Set exercise:
Report every line in the listing below that contains the word "hull", with case counting.

═══ Material shown ═══

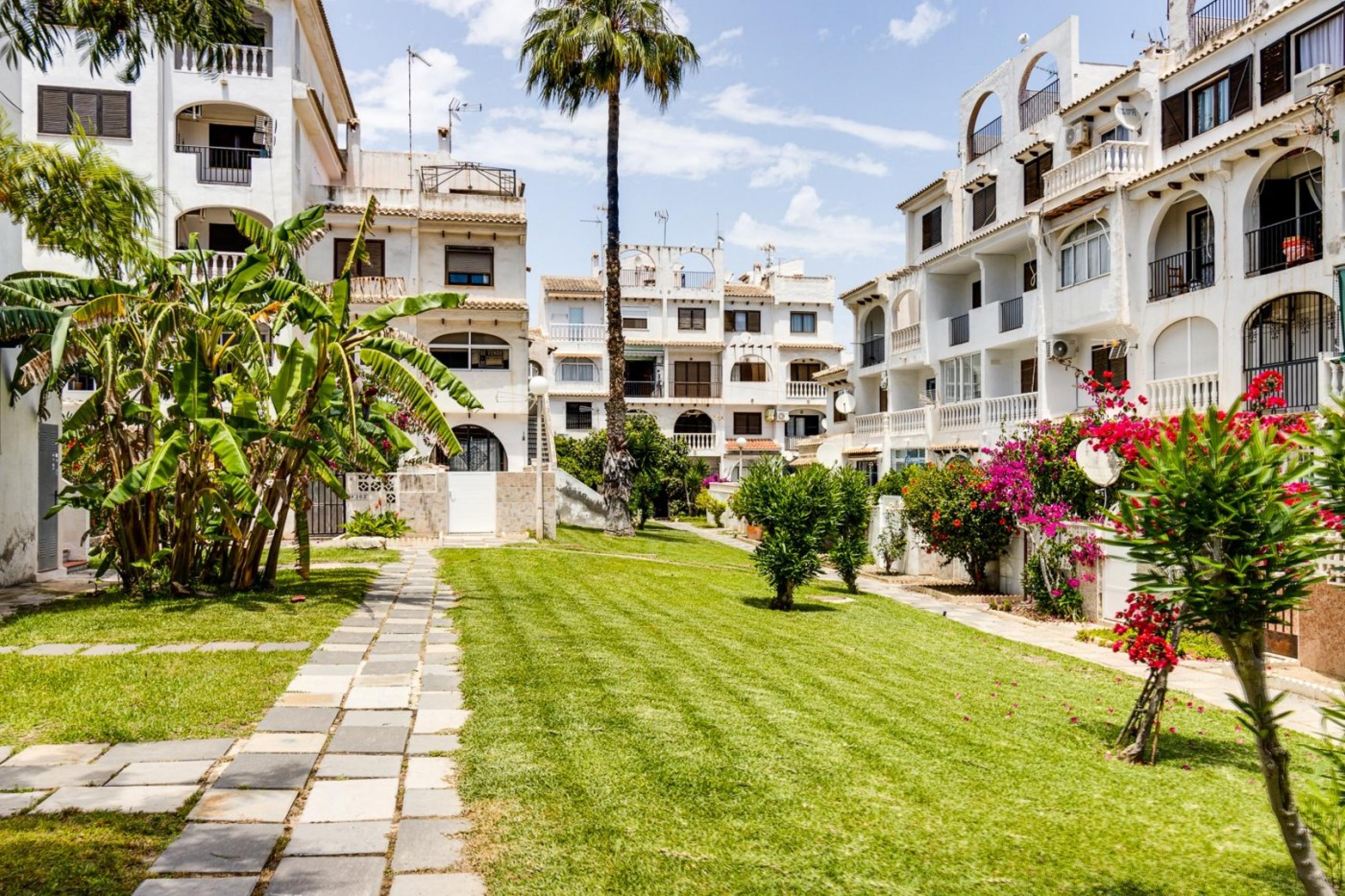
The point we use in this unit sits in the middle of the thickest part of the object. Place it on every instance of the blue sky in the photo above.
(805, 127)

═══
═══ Material shown ═══

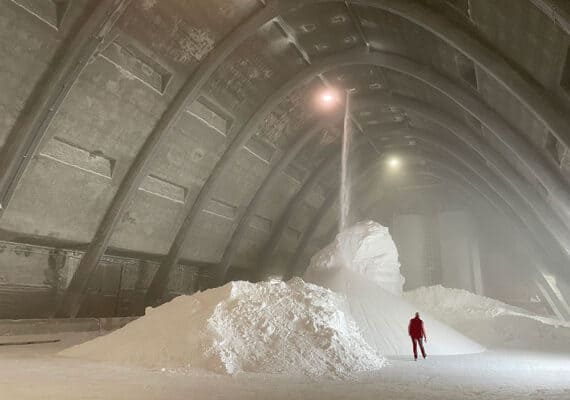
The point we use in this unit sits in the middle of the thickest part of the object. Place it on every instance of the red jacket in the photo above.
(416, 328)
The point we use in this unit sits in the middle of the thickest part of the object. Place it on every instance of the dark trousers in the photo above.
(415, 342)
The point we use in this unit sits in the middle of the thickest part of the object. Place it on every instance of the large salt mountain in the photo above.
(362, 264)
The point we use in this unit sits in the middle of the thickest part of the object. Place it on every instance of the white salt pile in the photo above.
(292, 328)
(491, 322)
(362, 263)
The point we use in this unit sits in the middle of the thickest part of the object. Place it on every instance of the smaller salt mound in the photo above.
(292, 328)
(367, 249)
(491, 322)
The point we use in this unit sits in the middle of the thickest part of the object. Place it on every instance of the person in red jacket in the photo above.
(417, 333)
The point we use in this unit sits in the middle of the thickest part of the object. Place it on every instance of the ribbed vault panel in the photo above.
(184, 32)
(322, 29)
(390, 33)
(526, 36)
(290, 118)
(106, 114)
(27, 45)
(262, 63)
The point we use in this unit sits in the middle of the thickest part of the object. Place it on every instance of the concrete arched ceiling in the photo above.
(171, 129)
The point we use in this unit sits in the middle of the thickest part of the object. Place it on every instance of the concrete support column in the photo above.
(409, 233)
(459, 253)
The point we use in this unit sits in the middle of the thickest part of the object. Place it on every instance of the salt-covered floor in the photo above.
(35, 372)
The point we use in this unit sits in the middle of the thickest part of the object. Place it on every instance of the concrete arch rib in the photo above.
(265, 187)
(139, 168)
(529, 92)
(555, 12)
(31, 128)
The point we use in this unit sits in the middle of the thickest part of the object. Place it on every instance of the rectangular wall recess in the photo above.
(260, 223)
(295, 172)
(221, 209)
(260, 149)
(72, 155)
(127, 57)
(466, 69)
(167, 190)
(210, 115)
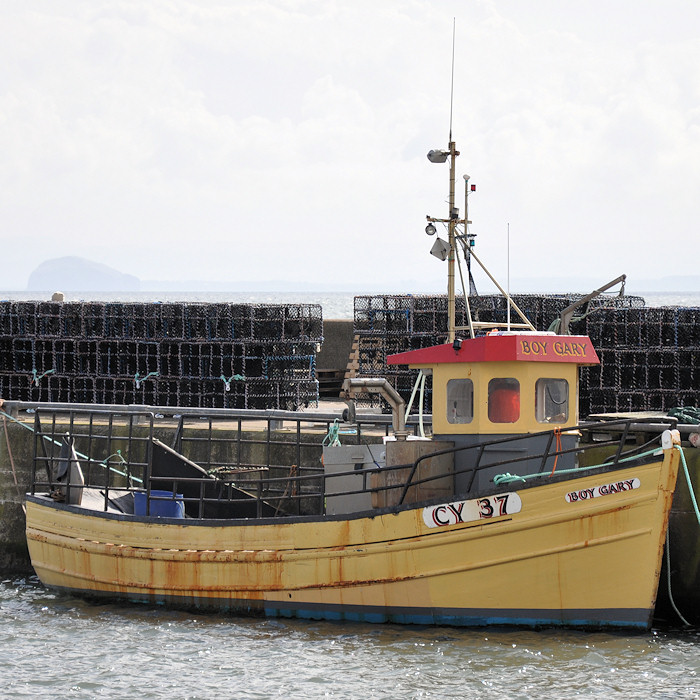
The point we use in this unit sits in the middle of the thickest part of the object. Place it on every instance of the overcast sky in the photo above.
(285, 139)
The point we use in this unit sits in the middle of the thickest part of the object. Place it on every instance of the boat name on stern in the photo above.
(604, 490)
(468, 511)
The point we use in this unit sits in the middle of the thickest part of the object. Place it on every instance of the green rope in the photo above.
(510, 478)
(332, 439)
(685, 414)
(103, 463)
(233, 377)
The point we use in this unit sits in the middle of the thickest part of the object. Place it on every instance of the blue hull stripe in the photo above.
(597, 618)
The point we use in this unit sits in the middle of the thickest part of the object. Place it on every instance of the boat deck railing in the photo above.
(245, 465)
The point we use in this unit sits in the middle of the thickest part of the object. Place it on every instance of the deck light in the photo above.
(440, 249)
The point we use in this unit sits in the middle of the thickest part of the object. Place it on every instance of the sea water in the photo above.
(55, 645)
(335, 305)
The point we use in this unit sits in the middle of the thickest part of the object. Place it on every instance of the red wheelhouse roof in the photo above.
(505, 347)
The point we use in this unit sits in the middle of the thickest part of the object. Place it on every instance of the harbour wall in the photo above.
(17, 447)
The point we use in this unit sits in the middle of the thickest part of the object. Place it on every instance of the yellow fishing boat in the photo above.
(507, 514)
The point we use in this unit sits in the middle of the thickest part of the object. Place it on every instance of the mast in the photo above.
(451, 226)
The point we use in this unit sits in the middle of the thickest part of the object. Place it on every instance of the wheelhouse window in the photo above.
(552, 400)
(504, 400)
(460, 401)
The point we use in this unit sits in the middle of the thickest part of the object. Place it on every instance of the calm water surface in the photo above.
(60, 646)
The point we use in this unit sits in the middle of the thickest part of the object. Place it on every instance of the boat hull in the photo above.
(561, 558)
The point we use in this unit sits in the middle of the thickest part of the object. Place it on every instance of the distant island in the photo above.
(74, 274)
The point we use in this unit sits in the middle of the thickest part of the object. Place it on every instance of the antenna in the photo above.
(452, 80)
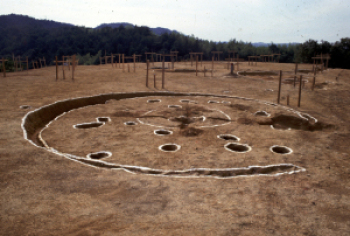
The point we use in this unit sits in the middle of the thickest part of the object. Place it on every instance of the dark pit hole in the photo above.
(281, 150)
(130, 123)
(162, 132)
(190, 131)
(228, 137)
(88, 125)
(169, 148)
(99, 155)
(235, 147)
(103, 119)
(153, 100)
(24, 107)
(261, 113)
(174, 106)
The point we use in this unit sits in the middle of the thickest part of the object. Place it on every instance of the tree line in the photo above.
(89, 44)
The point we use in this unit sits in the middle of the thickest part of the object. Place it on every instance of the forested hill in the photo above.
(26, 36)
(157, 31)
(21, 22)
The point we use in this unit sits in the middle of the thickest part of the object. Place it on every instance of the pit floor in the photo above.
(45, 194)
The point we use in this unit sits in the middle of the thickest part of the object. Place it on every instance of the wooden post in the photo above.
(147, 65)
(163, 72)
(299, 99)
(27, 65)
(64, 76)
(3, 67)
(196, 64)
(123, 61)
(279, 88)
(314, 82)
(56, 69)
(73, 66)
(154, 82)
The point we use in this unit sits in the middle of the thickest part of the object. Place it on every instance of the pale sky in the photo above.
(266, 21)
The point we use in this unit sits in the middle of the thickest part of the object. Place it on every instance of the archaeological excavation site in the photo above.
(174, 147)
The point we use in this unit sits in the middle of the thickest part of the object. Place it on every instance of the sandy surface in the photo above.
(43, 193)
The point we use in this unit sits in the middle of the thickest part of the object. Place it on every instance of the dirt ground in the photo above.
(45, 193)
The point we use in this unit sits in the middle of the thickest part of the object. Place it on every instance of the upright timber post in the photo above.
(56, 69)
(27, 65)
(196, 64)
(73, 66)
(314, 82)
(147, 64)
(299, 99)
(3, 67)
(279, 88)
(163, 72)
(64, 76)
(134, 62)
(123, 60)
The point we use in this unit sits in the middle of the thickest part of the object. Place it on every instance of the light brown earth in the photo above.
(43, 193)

═══

Exercise response:
The point we use in this unit sits in the middle of the thickest part of the object. Place it on every instance of the blue hull stripe in the photo above.
The point we use in this unit sits in the middle of the thickest part of the object. Place it on every instance of the boat hull in the photo above.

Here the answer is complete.